Large Scale Image Classification and Apache Spark for applied machine learning


Details
Ready for the third meetup in our series? This time we are gathering in Club Dauphine, which is kindly offered to us by eBay Classifieds Group / Marktplaats (https://www.marktplaats.nl/i/help/over-marktplaats/werk-bij.dot), who will also be sponsoring our food and beverages for the evening.
We will have two talks again. We are still in the process of confirming the first talk, but right now it looks like it could be a introduction to using Apache Spark (http://spark.apache.org/) for applied machine learning. For the second talk, we have confirmed Thomas Mensink who is working on machine learning and computer vision at the University of Amsterdam.
Agenda
• 18.00: Arrive, socialise, have a drink and eat
• 18.50: Short introduction by your humble organizers
• 19.00: Talk 1, by yours truly (i.e. Friso), organiser @ The Amsterdam Applied Machine Learning meetup group
Using Apache Spark for applied machine learning and other data tasks
The open source Apache Hadoop stack, including its MapReduce batch processing framework, has over the past few years more or less become the de facto standard for large scale data processing needs in commercial organisations. One of the draw backs of this solution is the fact that it is most efficient for single pass, batch data processing, because it synchronises to disk one or more times during a MapReduce program. For many machine learning and other data driven applications, this is a major performance bottleneck as many algorithms in applied machine learning require multiple passes over the same data. The Apache Spark project aims to address this problem by using aggregate cluster memory to store datasets allowing multiple iterations more suited for iterative algorithms and exploratory analysis.

(Stored data entries)
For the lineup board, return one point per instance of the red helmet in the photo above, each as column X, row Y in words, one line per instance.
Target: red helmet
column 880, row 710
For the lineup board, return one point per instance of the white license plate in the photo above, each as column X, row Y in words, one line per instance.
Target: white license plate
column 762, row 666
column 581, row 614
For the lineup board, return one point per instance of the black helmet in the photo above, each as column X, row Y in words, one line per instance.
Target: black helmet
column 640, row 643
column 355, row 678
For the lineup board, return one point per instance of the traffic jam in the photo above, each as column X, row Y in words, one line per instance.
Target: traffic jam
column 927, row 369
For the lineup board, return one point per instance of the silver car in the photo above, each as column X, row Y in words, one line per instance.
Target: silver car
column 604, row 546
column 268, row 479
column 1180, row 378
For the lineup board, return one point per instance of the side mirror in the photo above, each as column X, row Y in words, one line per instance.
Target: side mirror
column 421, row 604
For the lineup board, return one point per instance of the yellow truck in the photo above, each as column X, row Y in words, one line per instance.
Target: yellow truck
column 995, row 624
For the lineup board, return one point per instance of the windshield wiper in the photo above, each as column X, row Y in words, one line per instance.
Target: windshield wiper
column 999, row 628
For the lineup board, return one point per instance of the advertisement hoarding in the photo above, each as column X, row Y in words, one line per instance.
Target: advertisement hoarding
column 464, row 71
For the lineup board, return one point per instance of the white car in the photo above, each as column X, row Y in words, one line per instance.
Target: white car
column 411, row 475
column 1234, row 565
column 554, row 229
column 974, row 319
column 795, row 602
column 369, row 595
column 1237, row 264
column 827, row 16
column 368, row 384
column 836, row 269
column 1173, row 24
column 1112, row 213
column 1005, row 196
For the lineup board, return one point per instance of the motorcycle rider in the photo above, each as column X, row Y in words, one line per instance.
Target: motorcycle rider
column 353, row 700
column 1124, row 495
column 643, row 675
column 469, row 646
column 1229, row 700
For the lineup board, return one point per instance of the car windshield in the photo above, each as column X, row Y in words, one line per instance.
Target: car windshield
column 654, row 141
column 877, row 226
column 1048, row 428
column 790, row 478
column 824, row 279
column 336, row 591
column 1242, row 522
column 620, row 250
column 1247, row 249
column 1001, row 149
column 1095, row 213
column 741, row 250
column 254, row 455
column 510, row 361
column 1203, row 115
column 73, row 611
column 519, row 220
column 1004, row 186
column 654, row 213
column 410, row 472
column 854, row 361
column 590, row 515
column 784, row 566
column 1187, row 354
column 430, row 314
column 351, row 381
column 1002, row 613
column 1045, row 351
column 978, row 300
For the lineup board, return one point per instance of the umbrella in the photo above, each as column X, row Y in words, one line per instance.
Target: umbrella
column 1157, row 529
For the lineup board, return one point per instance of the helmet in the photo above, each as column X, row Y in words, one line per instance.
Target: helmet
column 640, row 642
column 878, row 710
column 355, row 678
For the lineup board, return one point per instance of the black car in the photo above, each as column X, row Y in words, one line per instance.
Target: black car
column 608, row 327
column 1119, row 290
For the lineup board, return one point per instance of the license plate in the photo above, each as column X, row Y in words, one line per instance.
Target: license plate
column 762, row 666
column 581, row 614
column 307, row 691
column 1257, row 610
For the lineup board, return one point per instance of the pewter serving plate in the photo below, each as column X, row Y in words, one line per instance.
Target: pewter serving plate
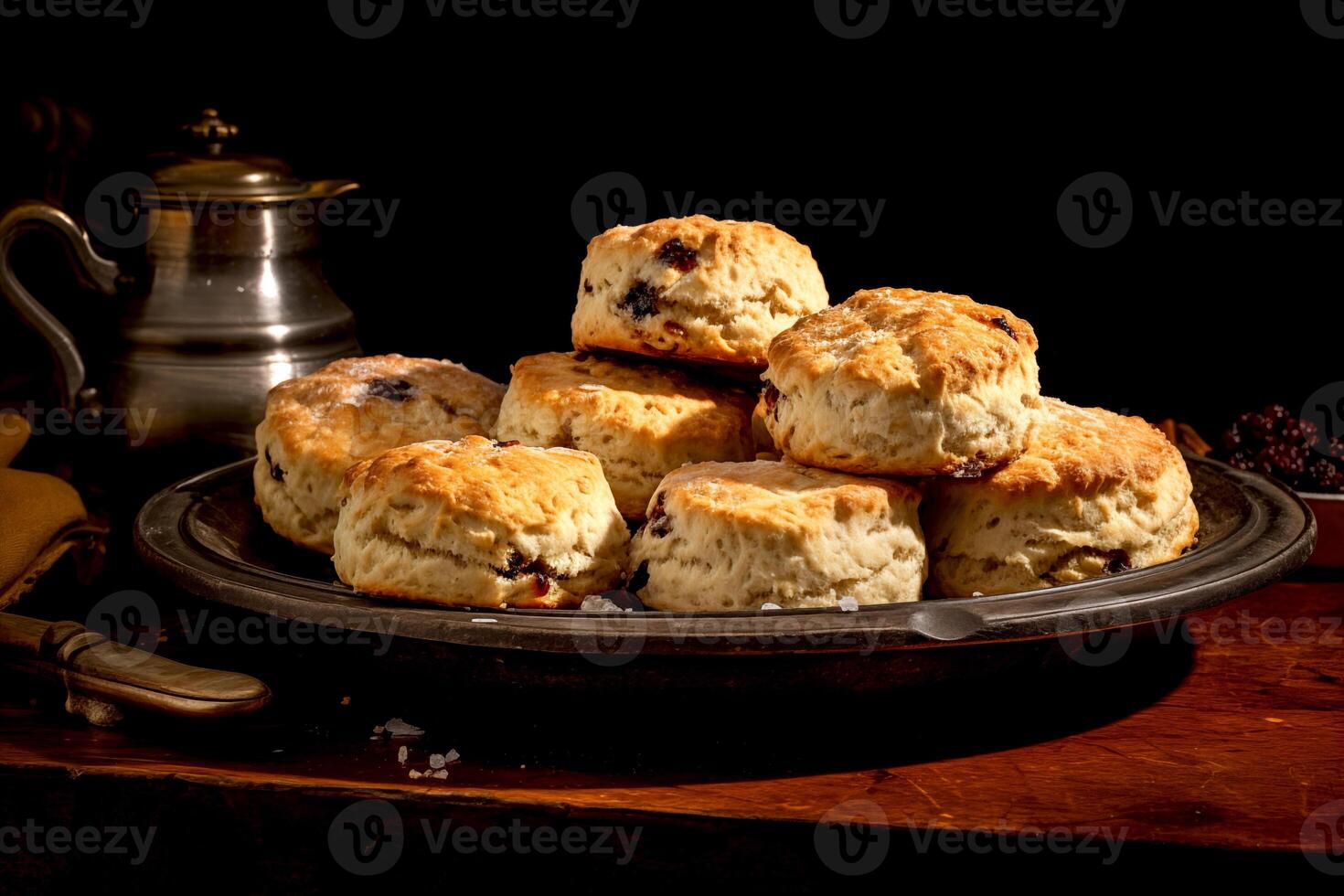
column 206, row 536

Problem 1: In the meetup announcement, what venue is hosting the third meetup?
Problem 2: Summarize the meetup announcement in two sentences.
Problem 3: Continue the meetup announcement from the point where it stops.

Expected output 1: Club Dauphine, offered by eBay Classifieds Group / Marktplaats.

Expected output 2: The third meetup in the series will be held at Club Dauphine, offered by eBay Classifieds Group / Marktplaats, which is also sponsoring food and drinks, and will feature two talks, one by Thomas Mensink of the University of Amsterdam. Friso's talk will present Apache Spark as a way around the disk-bound, single-pass limits of Hadoop MapReduce, since Spark keeps datasets in cluster memory so that iterative machine learning algorithms can make multiple passes over the same data.

Expected output 3:
In this talk we'll take a look at Apache Spark for exploratory analysis using Python and iPython notebook integration as well as implementing a iterative machine learning algorithm using the native Scala API for Apache Spark. (Note: I went beyond the built in MLlib and implemented something from scratch.)
• 19.45: short break
• 20.00: Talk 2, by Thomas Mensink, postdoctoral researcher at the University of Amsterdam
Large Scale Image Classification and Generalizing to New Classes
In this talk I'll present recent research on large scale image classification and how to learn classifiers for new classes at negligible cost.
First, I'll give a brief overview of the Fisher Vector (FV) image representation. The FV framework could be seen as a generalization of the popular Bag-of-Visual words approach, by taking into account more statistics about the distribution of the local descriptors in the image. This representation has many advantages: it is efficient to compute, it leads to excellent results even with efficient linear classifiers, and it can be compressed with a minimal loss of accuracy using product quantization.
Second, I'll discuss distance based classifiers, such as the k-Nearest Neigbours (kNN) and Nearest Class Means (NCM), since these methods can incorporate new classes and training images continuously over time at negligible cost. This is not possible with the popular one-vs-rest SVM approach, but is essential when dealing with real-life open-ended datasets. For the NCM classifier, which assigns an image to the class with the closest mean, we introduce a new metric learning approach based on multi-class logistic discrimination. During training we enforce that an image from a class is closer to its class mean than to any other class mean in the projected space. Experiments on the ImageNet 2010 challenge dataset, which contains over 1 million training images of thousand classes, show that, surprisingly, the NCM classifier compares favorably to the non-linear k-NN classifier. Moreover, the NCM performance is comparable to that of linear SVMs which obtain current state-of-the-art performance. Experimentally we also study the generalization performance to classes that were not used to learn the metrics and obtain surprisingly good results.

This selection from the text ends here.